### What to do:
Print verbatim the lines of the entries from the one containing "Where can the gray" to the last, inclusive, and no others.

(Data listing)
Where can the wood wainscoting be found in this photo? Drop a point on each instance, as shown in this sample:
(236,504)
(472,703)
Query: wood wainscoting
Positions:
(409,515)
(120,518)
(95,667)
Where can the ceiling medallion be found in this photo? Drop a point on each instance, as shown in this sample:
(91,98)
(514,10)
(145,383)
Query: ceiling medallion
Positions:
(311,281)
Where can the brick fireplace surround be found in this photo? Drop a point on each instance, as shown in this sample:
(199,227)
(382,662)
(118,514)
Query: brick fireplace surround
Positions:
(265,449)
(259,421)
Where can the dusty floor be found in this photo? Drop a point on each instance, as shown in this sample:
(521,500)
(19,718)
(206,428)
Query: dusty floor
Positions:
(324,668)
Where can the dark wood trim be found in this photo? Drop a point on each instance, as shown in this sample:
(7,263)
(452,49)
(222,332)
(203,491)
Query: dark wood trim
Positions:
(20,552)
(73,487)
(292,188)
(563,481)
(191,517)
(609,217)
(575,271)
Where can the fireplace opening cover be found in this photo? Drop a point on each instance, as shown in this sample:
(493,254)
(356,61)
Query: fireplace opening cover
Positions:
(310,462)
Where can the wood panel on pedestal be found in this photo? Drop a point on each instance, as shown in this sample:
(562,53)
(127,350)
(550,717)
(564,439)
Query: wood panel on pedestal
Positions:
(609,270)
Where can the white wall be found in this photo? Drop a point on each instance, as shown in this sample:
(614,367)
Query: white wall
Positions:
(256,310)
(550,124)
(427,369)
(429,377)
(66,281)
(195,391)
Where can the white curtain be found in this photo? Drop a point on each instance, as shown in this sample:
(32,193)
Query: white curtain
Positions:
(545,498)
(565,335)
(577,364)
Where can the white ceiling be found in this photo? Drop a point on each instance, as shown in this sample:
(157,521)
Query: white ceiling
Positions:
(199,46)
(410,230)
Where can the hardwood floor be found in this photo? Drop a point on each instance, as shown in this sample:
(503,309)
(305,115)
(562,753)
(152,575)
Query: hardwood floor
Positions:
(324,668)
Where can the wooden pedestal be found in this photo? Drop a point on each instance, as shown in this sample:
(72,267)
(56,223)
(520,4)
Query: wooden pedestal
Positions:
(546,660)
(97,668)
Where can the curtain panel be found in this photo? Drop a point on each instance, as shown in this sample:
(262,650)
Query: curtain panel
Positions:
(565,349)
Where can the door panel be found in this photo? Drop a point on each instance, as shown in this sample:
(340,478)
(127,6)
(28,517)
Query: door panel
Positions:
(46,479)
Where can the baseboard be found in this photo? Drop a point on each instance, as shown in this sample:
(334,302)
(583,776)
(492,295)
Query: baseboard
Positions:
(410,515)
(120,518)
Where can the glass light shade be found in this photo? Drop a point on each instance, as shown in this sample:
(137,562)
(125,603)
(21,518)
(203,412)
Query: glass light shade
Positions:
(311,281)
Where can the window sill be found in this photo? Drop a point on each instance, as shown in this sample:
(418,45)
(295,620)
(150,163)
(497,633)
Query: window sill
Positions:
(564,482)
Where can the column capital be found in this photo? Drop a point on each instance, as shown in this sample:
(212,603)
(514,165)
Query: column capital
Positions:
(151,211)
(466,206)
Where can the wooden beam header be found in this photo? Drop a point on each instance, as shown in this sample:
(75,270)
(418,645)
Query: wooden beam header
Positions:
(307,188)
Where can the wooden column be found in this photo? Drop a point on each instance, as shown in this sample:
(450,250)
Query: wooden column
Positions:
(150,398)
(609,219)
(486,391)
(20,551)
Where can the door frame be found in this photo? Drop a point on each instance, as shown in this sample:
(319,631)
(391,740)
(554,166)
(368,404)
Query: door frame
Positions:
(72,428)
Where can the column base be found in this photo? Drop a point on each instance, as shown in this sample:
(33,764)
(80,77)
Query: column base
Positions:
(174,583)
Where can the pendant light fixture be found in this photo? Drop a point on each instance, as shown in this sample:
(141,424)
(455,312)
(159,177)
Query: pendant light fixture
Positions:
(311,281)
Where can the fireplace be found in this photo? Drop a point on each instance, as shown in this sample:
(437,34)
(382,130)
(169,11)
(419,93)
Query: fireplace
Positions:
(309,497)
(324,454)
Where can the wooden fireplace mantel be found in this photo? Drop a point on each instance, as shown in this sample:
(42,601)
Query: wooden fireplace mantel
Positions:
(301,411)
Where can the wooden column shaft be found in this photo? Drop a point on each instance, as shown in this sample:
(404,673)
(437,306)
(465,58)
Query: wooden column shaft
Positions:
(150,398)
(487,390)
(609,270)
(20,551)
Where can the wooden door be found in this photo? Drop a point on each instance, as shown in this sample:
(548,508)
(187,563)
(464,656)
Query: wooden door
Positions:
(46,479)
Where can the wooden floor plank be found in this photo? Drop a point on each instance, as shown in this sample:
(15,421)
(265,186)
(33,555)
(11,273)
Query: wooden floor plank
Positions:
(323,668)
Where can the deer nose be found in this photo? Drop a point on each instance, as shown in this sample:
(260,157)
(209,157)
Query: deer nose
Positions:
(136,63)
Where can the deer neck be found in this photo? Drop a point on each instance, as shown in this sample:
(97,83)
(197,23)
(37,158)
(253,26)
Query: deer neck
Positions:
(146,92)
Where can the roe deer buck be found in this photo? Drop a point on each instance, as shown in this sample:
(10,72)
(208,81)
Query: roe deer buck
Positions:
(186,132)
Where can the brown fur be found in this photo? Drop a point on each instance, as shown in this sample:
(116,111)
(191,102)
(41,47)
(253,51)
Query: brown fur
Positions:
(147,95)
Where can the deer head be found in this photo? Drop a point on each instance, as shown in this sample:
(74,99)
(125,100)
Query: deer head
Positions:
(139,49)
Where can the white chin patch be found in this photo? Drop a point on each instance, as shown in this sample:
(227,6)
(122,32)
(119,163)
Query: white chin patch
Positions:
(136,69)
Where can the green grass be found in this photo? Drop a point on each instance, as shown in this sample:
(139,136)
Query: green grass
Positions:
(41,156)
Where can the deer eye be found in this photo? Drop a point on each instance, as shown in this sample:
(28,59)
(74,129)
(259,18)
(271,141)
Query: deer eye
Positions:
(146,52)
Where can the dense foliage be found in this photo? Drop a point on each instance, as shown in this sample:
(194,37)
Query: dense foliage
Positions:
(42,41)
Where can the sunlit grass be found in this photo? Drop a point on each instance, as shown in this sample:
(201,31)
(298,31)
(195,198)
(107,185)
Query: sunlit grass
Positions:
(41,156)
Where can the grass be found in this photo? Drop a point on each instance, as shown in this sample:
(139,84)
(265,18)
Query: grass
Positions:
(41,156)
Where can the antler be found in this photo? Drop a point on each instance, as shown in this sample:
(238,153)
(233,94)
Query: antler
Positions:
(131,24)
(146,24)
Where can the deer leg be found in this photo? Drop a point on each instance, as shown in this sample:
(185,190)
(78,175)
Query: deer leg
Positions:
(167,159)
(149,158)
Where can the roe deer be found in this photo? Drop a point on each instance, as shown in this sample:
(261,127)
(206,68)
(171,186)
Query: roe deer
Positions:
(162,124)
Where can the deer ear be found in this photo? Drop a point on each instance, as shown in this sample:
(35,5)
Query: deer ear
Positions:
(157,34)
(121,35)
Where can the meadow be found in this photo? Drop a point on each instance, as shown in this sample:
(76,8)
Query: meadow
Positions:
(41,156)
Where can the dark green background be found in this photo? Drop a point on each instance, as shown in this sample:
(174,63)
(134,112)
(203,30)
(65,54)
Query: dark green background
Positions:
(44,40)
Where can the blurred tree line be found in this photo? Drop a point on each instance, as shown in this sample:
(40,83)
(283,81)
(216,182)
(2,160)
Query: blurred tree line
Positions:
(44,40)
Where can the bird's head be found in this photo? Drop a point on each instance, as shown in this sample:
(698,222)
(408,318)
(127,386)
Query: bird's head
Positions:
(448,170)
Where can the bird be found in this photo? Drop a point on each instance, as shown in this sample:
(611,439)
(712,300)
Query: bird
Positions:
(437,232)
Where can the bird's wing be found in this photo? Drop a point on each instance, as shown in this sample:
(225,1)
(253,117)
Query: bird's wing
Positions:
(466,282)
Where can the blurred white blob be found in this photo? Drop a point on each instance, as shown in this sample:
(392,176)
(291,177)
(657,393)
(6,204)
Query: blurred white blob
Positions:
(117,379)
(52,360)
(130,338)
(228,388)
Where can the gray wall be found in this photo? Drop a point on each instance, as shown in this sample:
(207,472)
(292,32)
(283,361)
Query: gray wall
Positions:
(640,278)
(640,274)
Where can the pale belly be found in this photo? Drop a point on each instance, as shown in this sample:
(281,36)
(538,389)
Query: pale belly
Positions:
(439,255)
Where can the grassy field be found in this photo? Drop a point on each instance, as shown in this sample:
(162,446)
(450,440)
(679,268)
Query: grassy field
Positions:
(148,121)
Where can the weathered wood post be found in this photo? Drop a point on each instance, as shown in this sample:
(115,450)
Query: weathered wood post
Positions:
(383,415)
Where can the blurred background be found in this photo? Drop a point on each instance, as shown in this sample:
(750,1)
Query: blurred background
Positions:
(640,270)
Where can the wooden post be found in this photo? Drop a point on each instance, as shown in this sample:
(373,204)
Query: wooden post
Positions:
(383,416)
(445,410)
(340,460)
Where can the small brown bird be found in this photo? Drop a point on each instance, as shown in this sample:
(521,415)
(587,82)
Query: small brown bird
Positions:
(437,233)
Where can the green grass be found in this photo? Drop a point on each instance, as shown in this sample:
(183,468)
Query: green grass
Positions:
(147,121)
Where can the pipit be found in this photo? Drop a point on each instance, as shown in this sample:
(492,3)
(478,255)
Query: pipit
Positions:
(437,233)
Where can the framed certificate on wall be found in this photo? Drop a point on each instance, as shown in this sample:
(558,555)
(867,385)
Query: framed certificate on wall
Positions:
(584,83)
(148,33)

### Exercise answer:
Where can the gray wall be found in this photo? Drop a point on each instance, as shown in this sample:
(207,472)
(292,32)
(283,361)
Query: gray wall
Positions:
(640,278)
(640,274)
Where can the pale belly be found in this photo? Drop a point on each instance, as shown in this sample:
(281,36)
(538,389)
Query: pale belly
Positions:
(439,255)
Where can the grassy field be found in this photo? Drop a point on each instance, as shown in this sample:
(162,446)
(450,440)
(679,268)
Query: grassy field
Positions:
(148,121)
Where can the weathered wood post be found in this photo? Drop a point on each instance, as shown in this sample:
(115,450)
Query: weathered wood post
Positions:
(383,415)
Where can the blurred background be found in this photo? Drop a point on each instance, as shown in this sample:
(750,1)
Query: blurred background
Positions:
(640,270)
Where can the wooden post be found in this photo? Drop a point on each instance, as shown in this sample:
(373,204)
Query: wooden post
Positions:
(383,416)
(445,410)
(340,460)
Where can the small brown bird be found in this photo? Drop a point on each instance, as shown in this sample:
(521,415)
(587,82)
Query: small brown bird
Positions:
(437,233)
Where can the green grass be found in this photo? Drop a point on each instance, as shown in this sample:
(183,468)
Query: green grass
Positions:
(147,121)
Where can the pipit be found in this photo? Drop a point on each instance, as shown in this sample:
(492,3)
(478,255)
Query: pipit
Positions:
(437,233)
Where can the framed certificate on wall be found in this photo? Drop a point on each instance, as shown in this sample:
(558,555)
(867,385)
Query: framed certificate on wall
Positions:
(584,83)
(148,33)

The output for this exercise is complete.